**Dataset entries:**

__________________________________________________

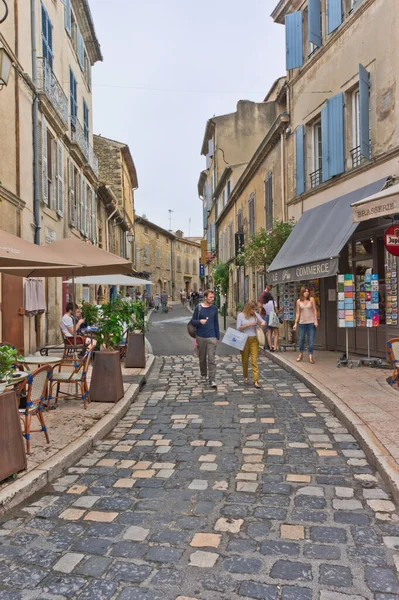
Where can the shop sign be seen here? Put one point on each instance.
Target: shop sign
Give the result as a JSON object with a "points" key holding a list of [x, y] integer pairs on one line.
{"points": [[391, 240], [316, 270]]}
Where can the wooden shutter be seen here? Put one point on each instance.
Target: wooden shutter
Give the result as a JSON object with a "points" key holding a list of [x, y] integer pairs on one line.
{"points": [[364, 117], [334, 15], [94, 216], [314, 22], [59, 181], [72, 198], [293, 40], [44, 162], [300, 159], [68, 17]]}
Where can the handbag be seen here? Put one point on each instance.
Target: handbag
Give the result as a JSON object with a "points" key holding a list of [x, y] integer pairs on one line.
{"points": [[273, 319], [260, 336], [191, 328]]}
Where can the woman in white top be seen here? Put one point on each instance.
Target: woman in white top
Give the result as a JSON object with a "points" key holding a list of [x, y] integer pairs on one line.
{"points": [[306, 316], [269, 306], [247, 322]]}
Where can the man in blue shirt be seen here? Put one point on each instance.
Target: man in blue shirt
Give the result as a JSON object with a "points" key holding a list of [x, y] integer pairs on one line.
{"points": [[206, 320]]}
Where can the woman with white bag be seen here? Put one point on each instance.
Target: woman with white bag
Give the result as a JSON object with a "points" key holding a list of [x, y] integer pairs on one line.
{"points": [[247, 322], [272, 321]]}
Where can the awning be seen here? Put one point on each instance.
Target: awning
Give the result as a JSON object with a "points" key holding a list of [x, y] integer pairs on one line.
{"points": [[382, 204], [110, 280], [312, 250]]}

__________________________________________________

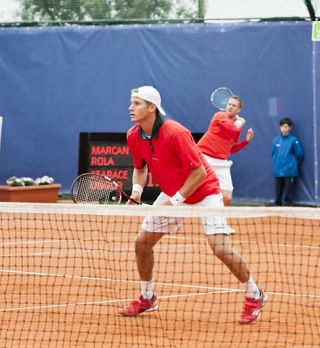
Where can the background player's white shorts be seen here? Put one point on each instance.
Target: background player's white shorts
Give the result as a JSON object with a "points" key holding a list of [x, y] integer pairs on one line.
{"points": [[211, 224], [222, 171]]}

__________________________________________________

**Task instructions:** Gather every line of the data above that contains the word "shirt". Case counts.

**Answer to this exercise:**
Where can the man in blue shirt be seen here? Put one point on each instance.
Target: man in blue shirt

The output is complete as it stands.